* **Requirement**: The answer is the line that contains "For each instance of the wooden plank" followed by every later line of the entries below, each repeated exactly, and nothing else.

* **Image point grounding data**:
_____
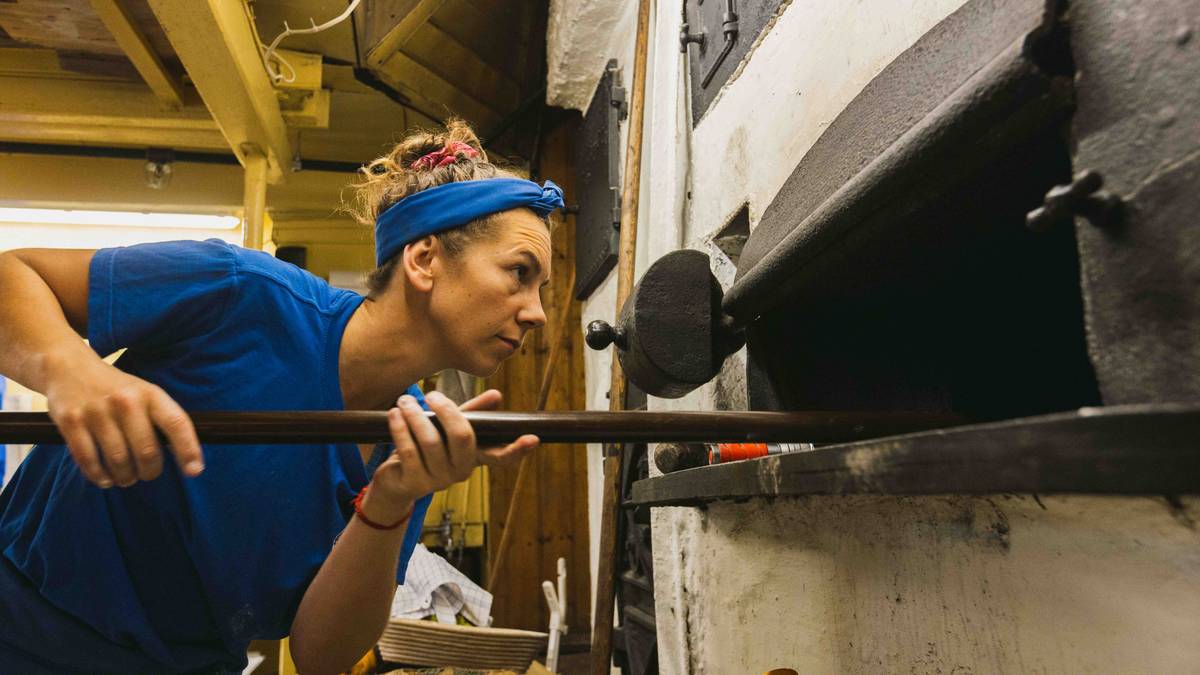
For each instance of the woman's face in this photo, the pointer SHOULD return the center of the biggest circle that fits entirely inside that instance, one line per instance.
(489, 297)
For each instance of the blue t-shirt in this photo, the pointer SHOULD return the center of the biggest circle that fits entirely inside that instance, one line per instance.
(179, 574)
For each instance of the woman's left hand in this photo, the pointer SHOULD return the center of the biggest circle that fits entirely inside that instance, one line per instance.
(499, 455)
(426, 461)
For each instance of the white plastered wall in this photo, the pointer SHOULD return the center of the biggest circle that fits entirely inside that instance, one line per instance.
(809, 584)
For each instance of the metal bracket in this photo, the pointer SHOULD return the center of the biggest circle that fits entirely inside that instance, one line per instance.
(1083, 196)
(730, 28)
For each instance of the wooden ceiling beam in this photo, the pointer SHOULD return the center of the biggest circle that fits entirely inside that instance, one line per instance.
(397, 36)
(141, 53)
(97, 112)
(216, 42)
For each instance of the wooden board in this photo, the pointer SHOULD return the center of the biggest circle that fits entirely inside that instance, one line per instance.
(1119, 449)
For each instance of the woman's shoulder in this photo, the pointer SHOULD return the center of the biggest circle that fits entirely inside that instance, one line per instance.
(268, 273)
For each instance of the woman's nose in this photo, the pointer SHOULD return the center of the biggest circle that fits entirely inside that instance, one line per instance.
(532, 315)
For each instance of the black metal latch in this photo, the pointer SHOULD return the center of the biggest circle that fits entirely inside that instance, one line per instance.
(729, 28)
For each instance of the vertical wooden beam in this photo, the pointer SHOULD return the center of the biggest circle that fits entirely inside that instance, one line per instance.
(253, 199)
(131, 40)
(601, 629)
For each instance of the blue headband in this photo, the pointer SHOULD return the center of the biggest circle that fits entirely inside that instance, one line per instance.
(454, 204)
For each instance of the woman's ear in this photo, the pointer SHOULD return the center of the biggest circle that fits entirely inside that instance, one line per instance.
(417, 262)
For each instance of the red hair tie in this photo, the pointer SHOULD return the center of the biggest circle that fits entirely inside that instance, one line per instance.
(444, 156)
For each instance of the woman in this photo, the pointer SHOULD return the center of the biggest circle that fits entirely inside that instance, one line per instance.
(113, 560)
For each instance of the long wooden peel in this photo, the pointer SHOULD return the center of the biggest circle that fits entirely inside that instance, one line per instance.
(498, 428)
(600, 661)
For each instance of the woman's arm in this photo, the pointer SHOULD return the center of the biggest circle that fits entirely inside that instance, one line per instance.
(346, 607)
(106, 416)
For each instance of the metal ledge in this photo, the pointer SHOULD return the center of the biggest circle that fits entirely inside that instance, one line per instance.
(1121, 449)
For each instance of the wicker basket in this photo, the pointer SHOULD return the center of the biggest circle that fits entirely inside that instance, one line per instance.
(429, 643)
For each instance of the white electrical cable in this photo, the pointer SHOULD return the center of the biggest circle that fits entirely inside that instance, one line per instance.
(276, 75)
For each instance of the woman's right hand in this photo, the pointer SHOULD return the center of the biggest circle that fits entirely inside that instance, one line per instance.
(108, 419)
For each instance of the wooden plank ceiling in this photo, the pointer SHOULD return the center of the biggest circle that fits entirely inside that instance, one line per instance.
(399, 64)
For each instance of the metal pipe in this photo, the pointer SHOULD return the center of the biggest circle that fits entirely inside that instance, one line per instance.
(497, 428)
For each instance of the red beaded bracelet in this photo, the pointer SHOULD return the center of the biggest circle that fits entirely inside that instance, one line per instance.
(358, 512)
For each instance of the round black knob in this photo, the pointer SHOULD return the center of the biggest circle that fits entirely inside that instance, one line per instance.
(600, 334)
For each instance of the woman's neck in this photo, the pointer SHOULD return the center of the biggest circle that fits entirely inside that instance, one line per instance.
(378, 359)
_____
* **Problem solution**:
For each instance of the wooden plank ceiling in this photo, the pointer SHOULD return the center of the biggest circle that fits entirely inside that instance, one line per instance.
(399, 64)
For each instance of the metal pipe in this photo, the pointer SHOULD return the center of the biggest circle that fits entirely inside that instance, one line per instance.
(497, 428)
For each instance of the red beaded bracelet in this photo, the pointer SHOULD return the center of the biggest circle that fits entirely inside that instance, one line per instance.
(358, 512)
For each instance of the round black knob in this photo, the pointer SHOULD return the center of the biggest circle that fits entirely inside that instance, one line per instance.
(600, 334)
For each instance of the woman's neck in this photo, the pointer SHOULD return the center of the biggest circle that fits entirely inside that instance, one line per instance.
(378, 359)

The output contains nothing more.